EXERCISE REQUIREMENTS ▸
Write the next part of the essay arguing that Britain needs diplomacy rather than weapons, starting after its final sentence.

[Opening EXTRACT section]

Against any of these crises, Sunak’s mock militarism looks completely absurd. All meaningful intervention measures point in the opposite direction to his political obsessions.

Deregulated food trade chases cheapness into the food chain, damaging soils, water security and food standards. Delaying our exit from fossil fuel dependency just accelerates the climate roller-coaster we have created. Obsessing about ‘growth’ (rather than circularity, social inclusion or stability) humours an economics that threatens human existence. What we need is an economic and political reset that redirects priorities from the ‘bads’ and in favour of the ‘goods’.

Rearming diplomacy

Internationally, the compelling case is for more diplomacy, not more weapons. An array of different policy priorities would follow.

  • In Gaza, you only create the space for diplomacy once you halt the supply of weapons. At the very least, if Israel cannot bomb hospitals then medics can work with the ill and the injured.
  • Then, in answer to the former BP’s complaint that it would cost £2.7 trillion a year to ‘pivot the climate crisis into correction’, we could put the current £5.6 trillion of annual fossil fuel subsidies into energy saving and renewables.
  • As the planet sinks beneath an ocean of plastic waste, Britain has announced a delayed introduction of its deposit-return scheme. Sunak’s claim is that it is too difficult to do what Norway did in 2006. Yet we know that just 60 firms are responsible for half the world’s plastic waste. A 50% plastics tax would allow countries to follow Norway and make recycling pay for itself.
  • The UK could make dividend (and bonus) payments in its water industry conditional on the removal of sewage from our rivers and beaches.
  • The electricity sector could be transformed, allowing the falling cost of renewables to set the market price rather than letting gas set ‘extortion’ prices. Driving this into decentralised and integrated energy ‘systems’ would lower costs even further. And setting annual ‘carbon reduction’ duties on the whole sector would promote the growth of energy partnerships, focussing as much on energy saving as on new generation.
  • And bringing this back full circle, tomorrow’s food security will require new partnerships between farmers and consumers. These will not come without a cost, but nor do food riots and shoplifting. What we will see is more localised food systems (that are non fossil-fuel dependant) and more innovative growing techniques. Many are as likely to be urban as rural.

[Closing EXTRACT section]
[Opening RECORD SET section]

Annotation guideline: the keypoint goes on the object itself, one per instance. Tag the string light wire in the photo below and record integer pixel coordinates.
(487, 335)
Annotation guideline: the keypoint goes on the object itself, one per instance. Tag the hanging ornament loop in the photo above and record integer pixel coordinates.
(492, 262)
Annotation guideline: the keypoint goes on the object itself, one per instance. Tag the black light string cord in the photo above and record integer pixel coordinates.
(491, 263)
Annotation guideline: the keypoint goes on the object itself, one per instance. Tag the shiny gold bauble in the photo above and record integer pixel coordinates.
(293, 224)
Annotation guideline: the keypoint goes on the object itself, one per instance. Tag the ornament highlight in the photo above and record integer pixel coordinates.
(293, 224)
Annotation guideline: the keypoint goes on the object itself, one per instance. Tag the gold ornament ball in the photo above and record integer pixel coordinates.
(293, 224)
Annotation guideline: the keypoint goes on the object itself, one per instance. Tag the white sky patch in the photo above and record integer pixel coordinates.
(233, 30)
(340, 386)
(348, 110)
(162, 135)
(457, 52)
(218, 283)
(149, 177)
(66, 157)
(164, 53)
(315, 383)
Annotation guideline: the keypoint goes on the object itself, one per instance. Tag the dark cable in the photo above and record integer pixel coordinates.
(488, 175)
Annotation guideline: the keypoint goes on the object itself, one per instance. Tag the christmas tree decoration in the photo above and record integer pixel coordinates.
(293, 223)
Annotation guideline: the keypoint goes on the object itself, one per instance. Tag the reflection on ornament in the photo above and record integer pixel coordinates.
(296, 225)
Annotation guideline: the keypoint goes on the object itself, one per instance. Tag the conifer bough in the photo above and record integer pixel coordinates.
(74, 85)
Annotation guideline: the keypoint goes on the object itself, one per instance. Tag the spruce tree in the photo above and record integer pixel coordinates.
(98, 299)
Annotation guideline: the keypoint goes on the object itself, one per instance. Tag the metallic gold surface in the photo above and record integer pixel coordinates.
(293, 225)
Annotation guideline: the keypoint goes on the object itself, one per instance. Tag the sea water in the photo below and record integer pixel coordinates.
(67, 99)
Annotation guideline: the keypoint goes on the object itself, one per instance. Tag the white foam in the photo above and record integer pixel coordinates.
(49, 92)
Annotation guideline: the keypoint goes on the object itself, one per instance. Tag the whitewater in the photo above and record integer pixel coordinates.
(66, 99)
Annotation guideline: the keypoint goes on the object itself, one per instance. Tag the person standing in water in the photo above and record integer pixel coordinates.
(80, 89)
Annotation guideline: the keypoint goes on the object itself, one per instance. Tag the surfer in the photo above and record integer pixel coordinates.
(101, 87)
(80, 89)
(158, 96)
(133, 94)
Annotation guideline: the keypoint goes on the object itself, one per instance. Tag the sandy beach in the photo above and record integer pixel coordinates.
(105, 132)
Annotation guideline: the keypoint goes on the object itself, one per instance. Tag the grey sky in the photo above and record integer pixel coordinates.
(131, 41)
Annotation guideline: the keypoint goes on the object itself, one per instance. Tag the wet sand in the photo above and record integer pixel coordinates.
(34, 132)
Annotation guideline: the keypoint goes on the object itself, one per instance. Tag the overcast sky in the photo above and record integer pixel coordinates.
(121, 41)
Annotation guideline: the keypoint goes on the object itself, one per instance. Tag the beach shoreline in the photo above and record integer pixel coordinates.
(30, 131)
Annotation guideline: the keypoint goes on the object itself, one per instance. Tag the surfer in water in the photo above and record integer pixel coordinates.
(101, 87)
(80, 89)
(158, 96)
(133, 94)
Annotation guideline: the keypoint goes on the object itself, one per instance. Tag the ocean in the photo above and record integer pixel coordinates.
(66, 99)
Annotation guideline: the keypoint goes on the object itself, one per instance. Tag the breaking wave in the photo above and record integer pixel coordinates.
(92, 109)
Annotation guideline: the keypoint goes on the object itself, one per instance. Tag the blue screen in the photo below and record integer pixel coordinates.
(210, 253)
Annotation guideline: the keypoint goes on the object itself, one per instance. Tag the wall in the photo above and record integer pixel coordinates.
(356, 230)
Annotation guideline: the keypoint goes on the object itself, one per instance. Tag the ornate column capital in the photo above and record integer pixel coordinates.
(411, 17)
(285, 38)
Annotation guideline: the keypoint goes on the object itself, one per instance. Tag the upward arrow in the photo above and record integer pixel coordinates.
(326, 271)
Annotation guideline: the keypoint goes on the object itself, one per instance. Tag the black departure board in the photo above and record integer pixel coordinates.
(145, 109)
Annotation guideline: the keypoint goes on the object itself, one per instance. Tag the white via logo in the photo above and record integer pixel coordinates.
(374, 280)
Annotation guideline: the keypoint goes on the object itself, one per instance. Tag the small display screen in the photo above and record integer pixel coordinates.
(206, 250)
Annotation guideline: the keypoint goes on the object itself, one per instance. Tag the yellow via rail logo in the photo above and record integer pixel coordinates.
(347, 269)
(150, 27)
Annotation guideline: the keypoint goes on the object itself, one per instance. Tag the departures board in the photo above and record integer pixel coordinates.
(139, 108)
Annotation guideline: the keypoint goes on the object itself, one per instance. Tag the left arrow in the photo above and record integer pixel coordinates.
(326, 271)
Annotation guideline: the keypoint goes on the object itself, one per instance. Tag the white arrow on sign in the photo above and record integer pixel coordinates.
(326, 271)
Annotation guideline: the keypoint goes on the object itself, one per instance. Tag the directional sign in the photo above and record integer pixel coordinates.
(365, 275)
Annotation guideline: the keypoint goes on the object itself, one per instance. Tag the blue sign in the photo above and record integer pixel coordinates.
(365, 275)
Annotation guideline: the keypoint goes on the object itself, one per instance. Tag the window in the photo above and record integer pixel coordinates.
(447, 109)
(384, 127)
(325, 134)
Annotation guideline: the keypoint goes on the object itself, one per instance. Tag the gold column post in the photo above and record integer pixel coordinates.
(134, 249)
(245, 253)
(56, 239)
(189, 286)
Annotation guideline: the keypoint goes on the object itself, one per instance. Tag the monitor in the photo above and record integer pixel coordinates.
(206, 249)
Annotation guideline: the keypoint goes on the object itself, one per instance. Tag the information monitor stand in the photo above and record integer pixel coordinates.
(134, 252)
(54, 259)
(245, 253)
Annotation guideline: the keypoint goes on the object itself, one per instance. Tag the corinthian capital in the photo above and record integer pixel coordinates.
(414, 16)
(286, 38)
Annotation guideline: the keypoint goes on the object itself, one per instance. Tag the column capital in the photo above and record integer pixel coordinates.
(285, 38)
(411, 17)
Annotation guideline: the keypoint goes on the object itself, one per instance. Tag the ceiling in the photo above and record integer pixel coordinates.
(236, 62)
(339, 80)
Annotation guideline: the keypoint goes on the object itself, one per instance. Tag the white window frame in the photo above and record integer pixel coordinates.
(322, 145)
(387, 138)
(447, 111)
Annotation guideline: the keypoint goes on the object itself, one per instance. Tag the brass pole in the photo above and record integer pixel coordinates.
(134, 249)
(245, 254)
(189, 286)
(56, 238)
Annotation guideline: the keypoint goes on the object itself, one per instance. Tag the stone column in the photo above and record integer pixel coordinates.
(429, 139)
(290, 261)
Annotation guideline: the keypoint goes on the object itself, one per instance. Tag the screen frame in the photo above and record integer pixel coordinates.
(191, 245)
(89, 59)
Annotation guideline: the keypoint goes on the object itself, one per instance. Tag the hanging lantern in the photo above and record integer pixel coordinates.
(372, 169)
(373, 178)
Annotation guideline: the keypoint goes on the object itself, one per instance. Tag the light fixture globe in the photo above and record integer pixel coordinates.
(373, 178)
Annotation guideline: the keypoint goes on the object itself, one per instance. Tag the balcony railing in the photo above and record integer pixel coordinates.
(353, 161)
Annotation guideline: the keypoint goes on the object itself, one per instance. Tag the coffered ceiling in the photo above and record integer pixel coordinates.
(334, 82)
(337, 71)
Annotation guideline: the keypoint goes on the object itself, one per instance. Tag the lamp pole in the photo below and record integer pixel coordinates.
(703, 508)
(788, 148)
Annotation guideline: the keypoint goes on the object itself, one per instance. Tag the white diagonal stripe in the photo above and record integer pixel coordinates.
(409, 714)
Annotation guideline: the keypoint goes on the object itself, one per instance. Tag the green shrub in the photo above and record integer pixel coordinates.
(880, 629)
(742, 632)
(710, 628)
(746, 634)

[Closing RECORD SET section]

TASK OUTPUT ▸
A different politics

All this is a far cry from the turgid menu of todays political offerings. From the demeaning dishonesties of Netanyahu’s pursuit of genocide, to the inverted logic of US troops breaking up students protesting about civilian slaughter, to Sunak’s absurd pretence that a war footing is our only hope of security, we are genuinely in a mess. Goodness knows what today’s first time voters will make of it.

Most of the time, they will find themselves caught between Attenborough’s forewarnings and Quentin Tarantino’s whispering of –

Well, I don’t know why I came here tonight

I got a feeling that something ain’t right

I’m so scared in case I fall off my chair

And I’m wondering how I’ll get down the stairs

Clowns to the left of me

Jokers to the right

Here I am

Stuck in the middle with you.

Both are probably right but the answer may come in the linking of 2 quite different strands.

Almost unnoticed in the latest arms announcements was the fact that we were supposed to be celebrating Earth Day. Inspired by US anti-Vietnam War protesters in 1970, this led to the US introduction of the Clean Air Act, the Clean Water Act, the Endangered Species Act and the founding of their Environmental Protection Agency. Other countries followed suit. We can do the same again.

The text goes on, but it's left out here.